** Consigne A **
Les affirmations suivantes concordent-elles avec le texte sur le savon noir de Bobo-Dioulasso ? Pour chacune, répondez par oui ou par non en citant exactement les mots décisifs du texte : (i) une équipe de Ouest info a visité des sites de production les 31 mai et 1er juin 2023 ; (ii) les productrices portent des gants pour se protéger ; (iii) les productrices sont installées sur le bas-côté droit du tronçon menant au port sec.
** Consigne B **
Rédigez la suite du texte sur le savon noir de Bobo-Dioulasso, à partir de sa dernière phrase.

** Passage cité **
..........

A Bobo-Dioulasso, malgré la modernité constatée dans le secteur de la saponification, avec l’implantation de plusieurs unités industrielles, la fabrication du savon noir traditionnel reste toujours une activité qui emploie de nombreuses personnes. Des hommes et femmes de la ville en ont fait leur gagne-pain quotidien. Le 31 mai et 01 juin 2023, une équipe de Ouest info a fait le tour de quelques sites de production artisanale du savon. Une activité qui demeure tout de même résiliente malgré les énormes difficultés que les acteurs rencontrent.

Sous un soleil accablant, entre fumée et odeurs de coques de noix d’acajou en flamme, de soude, des productrices de savon noir sont à la tâche. Installées à un jet de pierre du Conseil Burkinabè des chargeurs (CBC), sur le bas-côté gauche du tronçon menant au port sec de Bobo-Dioulasso, ces dames s’exposent sans crainte à tous les risques liés à ce qu’elles font. Leur seule protection, des sachets enfilés autour des mains en lieu et place de gants. Ces productrices sont tout simplement à la recherche de leur pitance quotidienne.

..........

** Données fournies **

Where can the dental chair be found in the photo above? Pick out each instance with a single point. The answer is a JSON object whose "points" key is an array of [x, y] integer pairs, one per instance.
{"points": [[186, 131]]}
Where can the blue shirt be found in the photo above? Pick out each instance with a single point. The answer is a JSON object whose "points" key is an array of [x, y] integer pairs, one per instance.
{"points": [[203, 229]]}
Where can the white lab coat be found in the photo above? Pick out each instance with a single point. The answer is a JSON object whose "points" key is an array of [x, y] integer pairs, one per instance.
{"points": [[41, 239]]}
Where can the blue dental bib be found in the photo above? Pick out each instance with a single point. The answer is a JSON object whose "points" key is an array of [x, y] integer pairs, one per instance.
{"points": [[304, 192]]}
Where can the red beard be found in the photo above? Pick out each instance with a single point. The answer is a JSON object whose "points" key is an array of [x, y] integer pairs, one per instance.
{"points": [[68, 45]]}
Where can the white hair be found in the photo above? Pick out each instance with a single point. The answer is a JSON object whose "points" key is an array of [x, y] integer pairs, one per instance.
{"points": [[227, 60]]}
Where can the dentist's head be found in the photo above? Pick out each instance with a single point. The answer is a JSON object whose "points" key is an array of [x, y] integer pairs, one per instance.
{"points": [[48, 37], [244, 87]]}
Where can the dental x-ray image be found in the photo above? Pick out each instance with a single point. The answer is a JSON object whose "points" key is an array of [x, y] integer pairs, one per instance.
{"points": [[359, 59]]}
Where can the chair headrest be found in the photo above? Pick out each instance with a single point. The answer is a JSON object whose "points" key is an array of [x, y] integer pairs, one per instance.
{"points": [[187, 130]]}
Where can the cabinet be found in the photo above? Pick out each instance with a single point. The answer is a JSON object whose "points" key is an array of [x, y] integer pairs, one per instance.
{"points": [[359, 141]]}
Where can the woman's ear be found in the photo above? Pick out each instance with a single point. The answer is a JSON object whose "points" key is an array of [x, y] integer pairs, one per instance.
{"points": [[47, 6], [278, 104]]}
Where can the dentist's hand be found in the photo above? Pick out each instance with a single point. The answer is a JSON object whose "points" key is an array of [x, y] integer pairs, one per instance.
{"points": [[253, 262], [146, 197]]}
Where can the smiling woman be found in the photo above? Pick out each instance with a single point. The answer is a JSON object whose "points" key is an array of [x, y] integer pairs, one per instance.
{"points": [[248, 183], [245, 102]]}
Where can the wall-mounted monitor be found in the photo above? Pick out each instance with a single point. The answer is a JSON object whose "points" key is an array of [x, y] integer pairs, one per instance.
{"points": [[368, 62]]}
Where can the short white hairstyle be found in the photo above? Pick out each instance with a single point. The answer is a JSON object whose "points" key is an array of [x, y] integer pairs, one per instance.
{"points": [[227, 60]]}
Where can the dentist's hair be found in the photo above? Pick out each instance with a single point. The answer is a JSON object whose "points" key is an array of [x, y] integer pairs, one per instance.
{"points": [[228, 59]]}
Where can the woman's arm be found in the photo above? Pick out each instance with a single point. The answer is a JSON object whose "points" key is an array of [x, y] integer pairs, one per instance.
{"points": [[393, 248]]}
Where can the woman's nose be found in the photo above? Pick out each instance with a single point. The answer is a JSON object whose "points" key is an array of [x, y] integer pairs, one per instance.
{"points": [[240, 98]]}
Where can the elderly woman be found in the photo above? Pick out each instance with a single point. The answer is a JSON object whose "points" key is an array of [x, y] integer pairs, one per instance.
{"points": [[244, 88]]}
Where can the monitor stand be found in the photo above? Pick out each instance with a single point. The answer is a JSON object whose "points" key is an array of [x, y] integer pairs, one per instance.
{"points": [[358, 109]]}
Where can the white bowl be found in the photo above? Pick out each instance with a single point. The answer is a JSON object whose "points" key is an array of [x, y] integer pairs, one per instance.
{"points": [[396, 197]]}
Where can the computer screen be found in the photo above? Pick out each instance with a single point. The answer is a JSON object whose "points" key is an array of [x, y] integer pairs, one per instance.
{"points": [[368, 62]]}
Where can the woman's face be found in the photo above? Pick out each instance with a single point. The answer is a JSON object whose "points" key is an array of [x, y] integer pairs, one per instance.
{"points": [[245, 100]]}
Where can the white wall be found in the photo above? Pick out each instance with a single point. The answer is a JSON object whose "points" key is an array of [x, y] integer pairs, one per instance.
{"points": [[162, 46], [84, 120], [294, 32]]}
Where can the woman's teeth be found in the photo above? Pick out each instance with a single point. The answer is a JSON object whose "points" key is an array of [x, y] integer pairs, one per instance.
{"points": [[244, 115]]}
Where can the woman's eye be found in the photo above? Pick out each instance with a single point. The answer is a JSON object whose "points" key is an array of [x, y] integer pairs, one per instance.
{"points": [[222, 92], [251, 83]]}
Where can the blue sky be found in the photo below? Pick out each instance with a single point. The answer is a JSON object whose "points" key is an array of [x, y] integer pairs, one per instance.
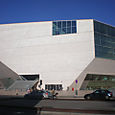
{"points": [[18, 11]]}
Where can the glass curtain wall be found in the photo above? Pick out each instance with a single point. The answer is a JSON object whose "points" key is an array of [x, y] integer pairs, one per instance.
{"points": [[104, 40]]}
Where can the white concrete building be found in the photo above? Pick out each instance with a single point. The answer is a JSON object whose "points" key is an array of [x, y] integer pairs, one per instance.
{"points": [[61, 52]]}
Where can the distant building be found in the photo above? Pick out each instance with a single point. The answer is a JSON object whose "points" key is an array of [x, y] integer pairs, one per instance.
{"points": [[69, 54]]}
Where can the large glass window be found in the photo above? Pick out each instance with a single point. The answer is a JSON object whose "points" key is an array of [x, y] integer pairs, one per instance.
{"points": [[104, 40], [64, 27], [93, 81]]}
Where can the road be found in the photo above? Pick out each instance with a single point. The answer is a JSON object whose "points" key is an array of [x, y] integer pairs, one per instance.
{"points": [[75, 106]]}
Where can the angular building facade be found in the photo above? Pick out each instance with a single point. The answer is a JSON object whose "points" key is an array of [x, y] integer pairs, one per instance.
{"points": [[68, 54]]}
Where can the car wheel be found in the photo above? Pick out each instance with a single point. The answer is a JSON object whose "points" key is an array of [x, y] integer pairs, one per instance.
{"points": [[88, 97], [107, 98]]}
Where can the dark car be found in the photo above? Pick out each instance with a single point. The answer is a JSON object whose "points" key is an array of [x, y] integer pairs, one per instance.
{"points": [[99, 94], [39, 94]]}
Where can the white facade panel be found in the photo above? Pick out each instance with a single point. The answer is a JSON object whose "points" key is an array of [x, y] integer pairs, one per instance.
{"points": [[30, 48]]}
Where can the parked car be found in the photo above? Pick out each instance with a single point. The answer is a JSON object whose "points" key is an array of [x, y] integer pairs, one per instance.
{"points": [[40, 94], [99, 94]]}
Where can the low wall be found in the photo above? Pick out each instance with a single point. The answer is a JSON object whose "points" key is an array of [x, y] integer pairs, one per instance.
{"points": [[14, 92]]}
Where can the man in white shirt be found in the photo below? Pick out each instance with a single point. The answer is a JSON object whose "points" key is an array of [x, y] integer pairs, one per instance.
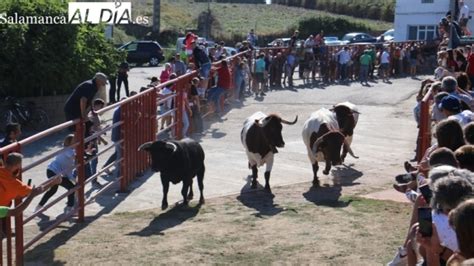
{"points": [[343, 58], [464, 17], [384, 65]]}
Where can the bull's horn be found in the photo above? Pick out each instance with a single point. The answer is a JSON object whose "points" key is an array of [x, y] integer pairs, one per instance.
{"points": [[262, 122], [289, 123], [349, 149], [145, 146], [171, 145]]}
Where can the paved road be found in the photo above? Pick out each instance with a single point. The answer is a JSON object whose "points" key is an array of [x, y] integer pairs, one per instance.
{"points": [[384, 138]]}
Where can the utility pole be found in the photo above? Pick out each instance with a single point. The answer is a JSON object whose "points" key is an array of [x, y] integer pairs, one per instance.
{"points": [[452, 8], [208, 30], [156, 16]]}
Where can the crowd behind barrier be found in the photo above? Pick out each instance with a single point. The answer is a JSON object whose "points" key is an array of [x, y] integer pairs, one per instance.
{"points": [[140, 115]]}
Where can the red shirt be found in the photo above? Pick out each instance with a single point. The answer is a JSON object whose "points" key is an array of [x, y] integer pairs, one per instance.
{"points": [[470, 61], [165, 76], [11, 188], [223, 78]]}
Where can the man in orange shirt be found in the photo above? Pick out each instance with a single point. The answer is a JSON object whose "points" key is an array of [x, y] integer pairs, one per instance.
{"points": [[10, 187]]}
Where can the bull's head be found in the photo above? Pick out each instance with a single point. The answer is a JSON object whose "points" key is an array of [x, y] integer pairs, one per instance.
{"points": [[272, 127], [161, 153], [330, 145]]}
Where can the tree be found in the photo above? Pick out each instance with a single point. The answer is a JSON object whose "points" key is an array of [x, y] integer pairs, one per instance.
{"points": [[38, 60]]}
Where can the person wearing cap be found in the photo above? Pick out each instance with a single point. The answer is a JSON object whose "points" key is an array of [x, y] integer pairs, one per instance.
{"points": [[294, 38], [450, 85], [451, 108], [252, 38], [201, 61], [364, 60], [122, 76], [80, 100], [179, 67]]}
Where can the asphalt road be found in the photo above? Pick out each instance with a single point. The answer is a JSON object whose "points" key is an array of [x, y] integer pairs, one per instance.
{"points": [[384, 137]]}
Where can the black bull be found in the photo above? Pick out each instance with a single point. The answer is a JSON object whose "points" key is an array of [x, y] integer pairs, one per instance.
{"points": [[177, 160]]}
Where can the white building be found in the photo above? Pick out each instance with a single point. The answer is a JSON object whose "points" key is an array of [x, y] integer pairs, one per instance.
{"points": [[418, 19]]}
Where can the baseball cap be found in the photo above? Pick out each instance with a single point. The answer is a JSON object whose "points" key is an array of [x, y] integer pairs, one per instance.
{"points": [[101, 76], [450, 103]]}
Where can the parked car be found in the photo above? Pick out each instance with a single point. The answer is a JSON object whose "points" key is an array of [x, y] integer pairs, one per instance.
{"points": [[140, 52], [284, 41], [387, 36], [332, 40], [358, 37]]}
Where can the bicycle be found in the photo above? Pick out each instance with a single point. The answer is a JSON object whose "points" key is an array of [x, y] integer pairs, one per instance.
{"points": [[28, 115]]}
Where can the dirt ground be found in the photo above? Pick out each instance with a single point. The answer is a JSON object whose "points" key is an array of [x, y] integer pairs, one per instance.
{"points": [[299, 225]]}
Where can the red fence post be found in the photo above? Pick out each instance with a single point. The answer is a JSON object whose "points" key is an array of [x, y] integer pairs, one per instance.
{"points": [[424, 132], [81, 175], [179, 109], [124, 133]]}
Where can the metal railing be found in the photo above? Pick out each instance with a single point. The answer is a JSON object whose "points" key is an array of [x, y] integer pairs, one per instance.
{"points": [[424, 131]]}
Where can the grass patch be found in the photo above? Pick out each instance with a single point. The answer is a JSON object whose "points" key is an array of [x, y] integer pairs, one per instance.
{"points": [[238, 19]]}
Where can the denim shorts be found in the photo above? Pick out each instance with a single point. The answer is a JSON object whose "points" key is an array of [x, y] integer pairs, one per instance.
{"points": [[205, 70]]}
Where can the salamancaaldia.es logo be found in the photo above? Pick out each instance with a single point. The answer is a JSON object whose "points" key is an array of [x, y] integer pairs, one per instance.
{"points": [[117, 12]]}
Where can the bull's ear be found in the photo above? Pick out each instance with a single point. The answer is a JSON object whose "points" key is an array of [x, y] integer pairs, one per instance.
{"points": [[171, 146], [145, 146]]}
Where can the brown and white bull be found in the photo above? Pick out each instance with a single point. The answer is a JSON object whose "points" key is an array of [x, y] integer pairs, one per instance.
{"points": [[261, 135], [325, 132]]}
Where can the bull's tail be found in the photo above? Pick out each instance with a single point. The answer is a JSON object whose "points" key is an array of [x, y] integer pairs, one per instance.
{"points": [[200, 178]]}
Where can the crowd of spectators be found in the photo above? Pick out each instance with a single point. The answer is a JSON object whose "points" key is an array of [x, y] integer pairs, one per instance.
{"points": [[441, 185]]}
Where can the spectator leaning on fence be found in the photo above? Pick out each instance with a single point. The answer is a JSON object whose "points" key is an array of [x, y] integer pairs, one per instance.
{"points": [[10, 187], [12, 134], [80, 100], [62, 166], [122, 76]]}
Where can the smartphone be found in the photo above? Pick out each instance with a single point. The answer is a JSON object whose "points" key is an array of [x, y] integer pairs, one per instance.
{"points": [[425, 222], [426, 192]]}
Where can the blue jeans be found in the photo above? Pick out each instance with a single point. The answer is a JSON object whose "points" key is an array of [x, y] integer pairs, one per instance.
{"points": [[364, 72], [214, 95], [118, 152], [205, 70], [239, 80], [185, 123], [343, 71]]}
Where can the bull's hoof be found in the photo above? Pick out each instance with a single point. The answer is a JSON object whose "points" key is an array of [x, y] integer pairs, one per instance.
{"points": [[268, 189], [315, 183], [254, 184]]}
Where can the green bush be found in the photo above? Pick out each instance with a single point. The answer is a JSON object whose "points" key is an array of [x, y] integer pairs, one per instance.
{"points": [[372, 9], [330, 26], [40, 60]]}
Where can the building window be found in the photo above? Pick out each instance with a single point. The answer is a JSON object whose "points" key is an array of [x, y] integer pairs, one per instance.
{"points": [[422, 32]]}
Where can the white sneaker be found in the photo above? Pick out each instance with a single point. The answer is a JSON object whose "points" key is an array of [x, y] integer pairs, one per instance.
{"points": [[411, 195], [68, 209], [400, 258], [37, 208]]}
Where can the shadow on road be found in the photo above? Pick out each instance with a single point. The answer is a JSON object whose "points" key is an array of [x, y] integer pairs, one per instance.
{"points": [[258, 199], [326, 196], [166, 220]]}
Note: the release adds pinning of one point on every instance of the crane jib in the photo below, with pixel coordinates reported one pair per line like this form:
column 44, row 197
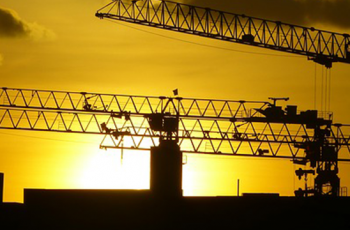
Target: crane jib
column 323, row 47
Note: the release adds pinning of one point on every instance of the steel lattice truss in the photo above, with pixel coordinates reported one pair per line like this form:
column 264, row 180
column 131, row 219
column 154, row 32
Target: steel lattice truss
column 219, row 127
column 322, row 46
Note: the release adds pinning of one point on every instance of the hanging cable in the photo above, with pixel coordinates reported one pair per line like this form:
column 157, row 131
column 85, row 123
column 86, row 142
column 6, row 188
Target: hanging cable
column 315, row 88
column 322, row 80
column 325, row 91
column 329, row 90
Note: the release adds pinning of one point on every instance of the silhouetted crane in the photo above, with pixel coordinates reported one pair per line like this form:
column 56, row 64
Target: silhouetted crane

..........

** Réponse finale A **
(i) Oui : « Le 31 mai et 01 juin 2023, une équipe de Ouest info a fait le tour de quelques sites de production artisanale du savon. »
(ii) Non : « Leur seule protection, des sachets enfilés autour des mains en lieu et place de gants. »
(iii) Non : « sur le bas-côté gauche du tronçon menant au port sec de Bobo-Dioulasso »

** Réponse finale B **
En petits groupes, ces femmes qui, veuves pour certaines, exercent ce métier de saponification depuis longtemps. Mais cette année, elles sont face à une situation jamais vécue.

La cinquantaine bien sonnée, Kadidja Fofana exerce ce métier depuis son âge adolescent. Elle maîtrise tous les rouages de l’activité. Des crises, le secteur en a connu. Mais cette année, l’activité est gangrénée par plusieurs difficultés. Des difficultés auxquelles ces opératrices économiques tentent d’être résilientes. Patronne des lieux, la quinquagénaire égrène le chapelet de difficultés qui plombent leur activité.

« Nous sommes nées trouver que nos mamans pratiquaient cette activité. Et nous avons grandi dedans. A notre tour, nous essayons de suivre leurs pas. Mais cette année, les difficultés du secteur ont remis en cause notre expérience qu’on pensait suffisamment solide pour dompter toute sorte de problèmes. Le prix de la matière première s’est multiplié au moins par cinq. Chose qu’on n’a jamais vu après plus de 40 ans d’expérience », Kadidja Fofana nous fait-elle le récit de la situation que connait le secteur.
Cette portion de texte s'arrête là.